### The task:
Your answer must be the full set of entries, reproduced exactly.

### Record extracts:

═══

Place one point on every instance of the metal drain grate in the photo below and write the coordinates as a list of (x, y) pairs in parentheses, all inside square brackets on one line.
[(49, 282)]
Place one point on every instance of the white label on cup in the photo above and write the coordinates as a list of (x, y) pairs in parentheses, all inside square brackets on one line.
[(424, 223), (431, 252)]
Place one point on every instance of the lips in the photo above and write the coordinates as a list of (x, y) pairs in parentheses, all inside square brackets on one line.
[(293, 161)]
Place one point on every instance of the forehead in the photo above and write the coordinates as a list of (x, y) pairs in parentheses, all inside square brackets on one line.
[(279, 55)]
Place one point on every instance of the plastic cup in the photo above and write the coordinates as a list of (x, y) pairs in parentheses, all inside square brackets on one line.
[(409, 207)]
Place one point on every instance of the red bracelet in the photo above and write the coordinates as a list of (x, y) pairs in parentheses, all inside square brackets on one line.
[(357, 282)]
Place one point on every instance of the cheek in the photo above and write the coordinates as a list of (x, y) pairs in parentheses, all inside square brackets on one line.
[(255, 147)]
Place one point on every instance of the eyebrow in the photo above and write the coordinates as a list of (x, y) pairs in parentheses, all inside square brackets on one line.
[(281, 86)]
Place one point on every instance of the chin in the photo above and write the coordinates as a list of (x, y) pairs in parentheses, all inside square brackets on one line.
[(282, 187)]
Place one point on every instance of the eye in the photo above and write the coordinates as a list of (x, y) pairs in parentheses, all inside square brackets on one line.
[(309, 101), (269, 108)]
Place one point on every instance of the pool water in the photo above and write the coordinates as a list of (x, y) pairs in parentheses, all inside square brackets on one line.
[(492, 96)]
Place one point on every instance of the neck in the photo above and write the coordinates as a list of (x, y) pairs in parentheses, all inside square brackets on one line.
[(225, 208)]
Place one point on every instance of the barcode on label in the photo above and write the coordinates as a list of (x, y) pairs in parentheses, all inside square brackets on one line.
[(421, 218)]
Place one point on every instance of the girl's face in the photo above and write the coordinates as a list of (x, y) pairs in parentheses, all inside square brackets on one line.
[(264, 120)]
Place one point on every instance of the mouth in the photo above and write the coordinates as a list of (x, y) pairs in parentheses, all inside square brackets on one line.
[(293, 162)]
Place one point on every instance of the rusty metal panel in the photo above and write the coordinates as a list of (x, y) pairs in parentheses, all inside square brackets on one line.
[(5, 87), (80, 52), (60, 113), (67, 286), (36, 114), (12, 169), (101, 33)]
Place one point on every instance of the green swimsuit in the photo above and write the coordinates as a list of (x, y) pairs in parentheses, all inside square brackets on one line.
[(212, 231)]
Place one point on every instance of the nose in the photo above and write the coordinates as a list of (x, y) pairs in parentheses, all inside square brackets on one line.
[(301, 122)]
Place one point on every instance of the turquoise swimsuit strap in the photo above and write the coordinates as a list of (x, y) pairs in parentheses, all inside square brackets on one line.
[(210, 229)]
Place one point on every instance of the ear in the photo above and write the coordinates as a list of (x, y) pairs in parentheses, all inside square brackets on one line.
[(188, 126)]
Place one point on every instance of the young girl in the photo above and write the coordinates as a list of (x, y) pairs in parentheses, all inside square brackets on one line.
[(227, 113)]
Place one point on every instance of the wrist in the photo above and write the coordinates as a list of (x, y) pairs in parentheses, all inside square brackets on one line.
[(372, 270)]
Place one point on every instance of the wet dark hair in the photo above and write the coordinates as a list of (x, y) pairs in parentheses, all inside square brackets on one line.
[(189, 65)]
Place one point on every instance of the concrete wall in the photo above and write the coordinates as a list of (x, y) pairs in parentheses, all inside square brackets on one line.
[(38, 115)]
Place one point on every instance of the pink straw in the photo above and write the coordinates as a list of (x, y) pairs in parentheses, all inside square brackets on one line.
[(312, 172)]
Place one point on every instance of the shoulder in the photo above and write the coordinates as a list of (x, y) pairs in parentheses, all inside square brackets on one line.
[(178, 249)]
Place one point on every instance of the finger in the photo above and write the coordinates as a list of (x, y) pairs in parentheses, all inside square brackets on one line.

═══

### Response to this exercise:
Place one point on every instance of the metal drain grate in the photo below and write the coordinates as a list of (x, y) pairs in parentheses, all inside square brackets on one line.
[(49, 282)]
Place one point on every instance of the white label on cup in the photo above and write the coordinates as a list of (x, y) pairs in parentheses, all inside square brackets on one line.
[(424, 223), (431, 252)]
Place one point on every instance of the lips in the photo above and write the coordinates as a list of (x, y) pairs in parentheses, all inside square brackets on one line.
[(293, 161)]
Place one point on every instance of the forehead in the photo above and write the coordinates as a list of (x, y) pairs in parentheses, all inside square brackets on one line.
[(279, 55)]
Place one point on every instance of the plastic cup in the photo above and write the coordinates as a list of (x, y) pairs in parentheses, all inside square brackets on one line.
[(409, 207)]
Place one point on every instance of the red bracelet in the photo above and write the coordinates as a list of (x, y) pairs in parentheses, all inside square brackets on one line.
[(357, 282)]
Place one point on every instance of the cheek in the photo above and write the coordinates as a list of (x, y) pairs in parentheses, all inside square brackets on one line.
[(255, 147)]
Place one point on every instance of the eyebrow in the photo above and write the coordinates as a list of (x, y) pairs in parentheses, all inside square brackets on one line.
[(281, 86)]
Place one point on every instance of the chin in the photo above and write the coordinates as a list of (x, y) pairs in parentheses, all inside square brackets on one line.
[(282, 187)]
Place one point on every instance of the eye in the photo above and write the coordinates as a list of (x, y) pairs in parentheses, all inside square brackets on one line.
[(309, 101), (269, 108)]
Place one point on every instance of the pool water in the photo above and write the coordinates as a list of (x, y) pairs in parentheses, all inside square brackets on one line.
[(492, 96)]
Place one point on every instance of the neck in the photo above and write the coordinates as a list of (x, y) pairs in parentheses, all inside square brackets on one line.
[(225, 208)]
Place one point on every instance of the barcode on label in the photo above and write the coordinates as a list of (x, y) pairs in parentheses, all inside square brackets on one line.
[(421, 218)]
Place one point on every instance of the girl's face in the photo above and write the coordinates as a list of (x, y) pairs in parentheses, all inside square brackets on one line.
[(264, 120)]
Place one point on every instance of the mouth in the photo above and write the coordinates as a list of (x, y) pairs in parentheses, all inside square brackets on one line.
[(293, 162)]
Place one point on every instance of the rusty metal panel in the photo above and write the coordinates as a list of (x, y) pairs in parentheses, all inside square brackets on one line.
[(5, 87), (80, 52), (60, 113), (67, 286), (36, 114), (12, 169), (101, 33)]
Place one point on every instance of the green swimsuit in the photo above and write the coordinates as a list of (x, y) pairs in parentheses, all inside square brackets on one line.
[(212, 231)]
Place one point on every instance of the nose in the photo above and write the coordinates as a list of (x, y) pairs in parentheses, all inside square brackets on one line.
[(301, 122)]
Place one point on every instance of the turquoise swimsuit strap in the photo above and write the coordinates as a list of (x, y) pairs in parentheses, all inside square brackets on one line.
[(210, 229)]
Place one point on every instance of the ear in the photo above and write the coordinates as a list of (x, y) pairs in parentheses, all inside square brackets on one line.
[(188, 126)]
Place one point on every instance of the young girl in the photo above and write the coordinates as a list of (x, y) pairs in parentheses, all inside square brackets on one line.
[(227, 113)]
Place one point on every instance of the wrist in the photo above and write the coordinates as a list of (x, y) pairs in parentheses, all inside square brackets on one line.
[(372, 270)]
Place one point on every instance of the wet dark hair in the photo above and write the coordinates as a list of (x, y) pairs in parentheses, all inside square brackets on one line.
[(189, 65)]
Place one point on every instance of the concrete wall in the photo above and write the coordinates as a list of (x, y) pairs in parentheses, all inside square brackets on one line.
[(38, 115)]
Place one point on every instance of the pink straw in the photo above and write the coordinates as a list of (x, y) pairs in parentheses, all inside square brackets on one line.
[(312, 172)]
Place one point on every instance of the shoulder in the photo above and write the coordinates as a list of (x, y) pairs in parentheses, all inside square brackets on one line.
[(178, 249)]
Place one point on every instance of the finger in the photo above and write the coordinates as a list of (x, y) pairs in parentheses, all inside square brackets on one line.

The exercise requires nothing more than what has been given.